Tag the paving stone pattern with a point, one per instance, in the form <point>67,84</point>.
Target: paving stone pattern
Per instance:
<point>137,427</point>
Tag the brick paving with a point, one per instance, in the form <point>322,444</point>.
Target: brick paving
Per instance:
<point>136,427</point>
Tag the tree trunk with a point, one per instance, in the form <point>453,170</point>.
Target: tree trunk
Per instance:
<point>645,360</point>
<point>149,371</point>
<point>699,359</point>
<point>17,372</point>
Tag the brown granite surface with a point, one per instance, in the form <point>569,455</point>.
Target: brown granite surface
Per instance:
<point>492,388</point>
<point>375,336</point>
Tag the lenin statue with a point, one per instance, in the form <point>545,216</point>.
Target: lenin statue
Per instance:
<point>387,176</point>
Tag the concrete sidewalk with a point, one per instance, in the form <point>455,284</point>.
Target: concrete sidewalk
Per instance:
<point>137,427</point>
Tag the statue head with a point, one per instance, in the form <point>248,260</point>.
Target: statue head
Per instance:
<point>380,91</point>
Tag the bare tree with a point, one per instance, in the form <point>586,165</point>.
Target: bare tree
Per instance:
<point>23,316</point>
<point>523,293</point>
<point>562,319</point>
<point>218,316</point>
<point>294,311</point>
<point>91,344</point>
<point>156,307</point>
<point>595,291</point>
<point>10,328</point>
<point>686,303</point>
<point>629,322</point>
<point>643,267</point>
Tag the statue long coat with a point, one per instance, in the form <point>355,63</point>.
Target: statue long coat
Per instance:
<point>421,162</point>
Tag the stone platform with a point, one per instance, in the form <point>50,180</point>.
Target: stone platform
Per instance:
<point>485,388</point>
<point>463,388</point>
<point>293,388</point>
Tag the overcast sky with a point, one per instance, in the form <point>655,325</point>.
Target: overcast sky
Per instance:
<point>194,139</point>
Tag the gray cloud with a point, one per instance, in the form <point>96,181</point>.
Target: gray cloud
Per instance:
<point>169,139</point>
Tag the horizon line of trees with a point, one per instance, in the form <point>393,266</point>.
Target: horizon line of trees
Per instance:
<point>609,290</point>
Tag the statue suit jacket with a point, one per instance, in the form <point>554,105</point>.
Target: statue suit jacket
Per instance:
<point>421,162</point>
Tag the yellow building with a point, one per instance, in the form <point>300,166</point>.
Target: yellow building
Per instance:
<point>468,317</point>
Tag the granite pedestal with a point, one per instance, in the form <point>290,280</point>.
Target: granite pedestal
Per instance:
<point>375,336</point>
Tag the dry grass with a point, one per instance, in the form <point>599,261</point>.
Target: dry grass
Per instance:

#### Written problem:
Transcribe the entries above exactly, starting at the line containing "Tag the concrete" and stopping after the line containing "<point>194,139</point>".

#### Result:
Tag the concrete sidewalk with a point, one per instance, in the form <point>455,284</point>.
Target: concrete sidewalk
Per instance:
<point>137,427</point>
Tag the statue head with a point, one per instance, in the form <point>248,260</point>.
Target: statue head
Per instance:
<point>380,91</point>
Tag the bare tree with a point, one per instance, in the form <point>586,165</point>.
Target: bare tree
Per instance:
<point>23,316</point>
<point>523,293</point>
<point>562,319</point>
<point>218,316</point>
<point>294,311</point>
<point>91,344</point>
<point>156,307</point>
<point>595,291</point>
<point>10,328</point>
<point>686,303</point>
<point>629,322</point>
<point>643,267</point>
Tag the statue long coat with a point, one per instance, in the form <point>355,63</point>.
Target: statue long coat
Per instance:
<point>421,162</point>
Tag the stone platform with a point, one per instance, in the form <point>50,180</point>.
Target: stone platform
Per instance:
<point>485,388</point>
<point>463,388</point>
<point>293,388</point>
Tag the overcast sky with a point, one per instance, in the form <point>655,325</point>.
Target: overcast sky
Per instance:
<point>194,139</point>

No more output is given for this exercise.